EXERCISE PROMPT:
Copy the material below from the line containing "house in the image above." through its last line, inclusive, keeping each request unchanged. Shift every coordinate in the answers up by 27.

DATASET RECORDS:
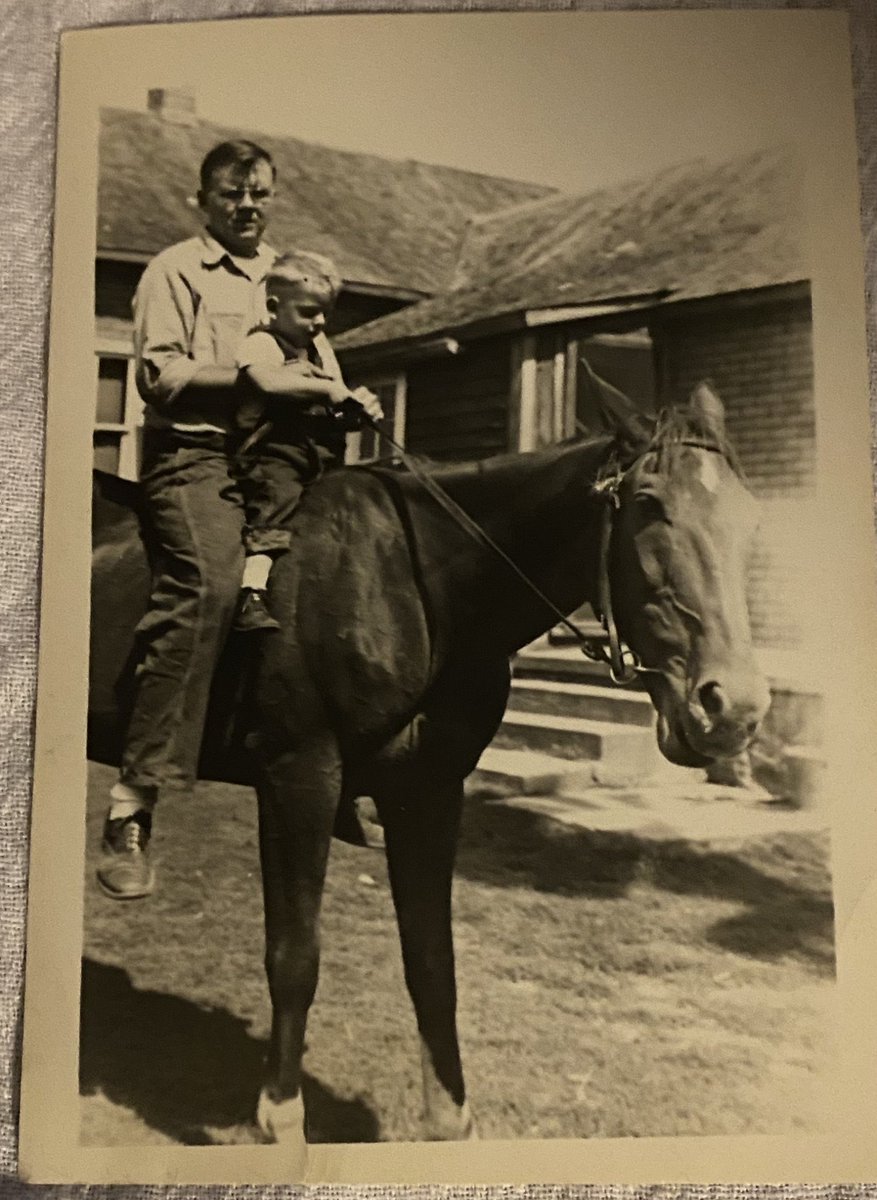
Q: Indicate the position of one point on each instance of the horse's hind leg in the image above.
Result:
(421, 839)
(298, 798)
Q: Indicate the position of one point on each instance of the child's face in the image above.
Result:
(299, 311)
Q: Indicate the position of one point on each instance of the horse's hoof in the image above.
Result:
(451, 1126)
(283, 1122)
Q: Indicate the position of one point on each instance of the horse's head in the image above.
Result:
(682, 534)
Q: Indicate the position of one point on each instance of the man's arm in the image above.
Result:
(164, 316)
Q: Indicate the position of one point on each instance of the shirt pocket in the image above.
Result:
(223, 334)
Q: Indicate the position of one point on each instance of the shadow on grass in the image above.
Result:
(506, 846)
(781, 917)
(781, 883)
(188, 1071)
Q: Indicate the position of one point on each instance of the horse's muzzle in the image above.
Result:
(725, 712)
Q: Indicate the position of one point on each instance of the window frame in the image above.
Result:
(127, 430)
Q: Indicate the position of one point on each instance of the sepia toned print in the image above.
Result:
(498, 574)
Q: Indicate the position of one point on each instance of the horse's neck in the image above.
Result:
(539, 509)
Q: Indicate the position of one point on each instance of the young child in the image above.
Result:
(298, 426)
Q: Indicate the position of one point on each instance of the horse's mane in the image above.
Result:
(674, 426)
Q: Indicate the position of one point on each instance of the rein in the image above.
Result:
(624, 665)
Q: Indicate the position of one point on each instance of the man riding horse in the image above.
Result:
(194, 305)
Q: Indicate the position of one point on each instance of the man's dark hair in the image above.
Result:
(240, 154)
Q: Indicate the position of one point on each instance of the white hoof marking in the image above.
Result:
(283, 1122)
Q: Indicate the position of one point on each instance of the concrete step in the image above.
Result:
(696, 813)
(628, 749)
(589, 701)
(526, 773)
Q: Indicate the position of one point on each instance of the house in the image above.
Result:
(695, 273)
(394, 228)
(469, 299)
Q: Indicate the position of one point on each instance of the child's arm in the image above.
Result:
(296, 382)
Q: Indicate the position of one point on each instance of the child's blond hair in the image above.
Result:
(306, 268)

ANSWER TO THE EXERCISE:
Q: Indicate the position of one point on each instance of the house in the image above.
Result:
(722, 300)
(421, 255)
(496, 326)
Q: Indicate the position of one point on each instance of the child's arm in the image above.
Result:
(323, 409)
Q: Indicate the position of one point on each instance of the child's blond hair in the image above.
Result:
(333, 295)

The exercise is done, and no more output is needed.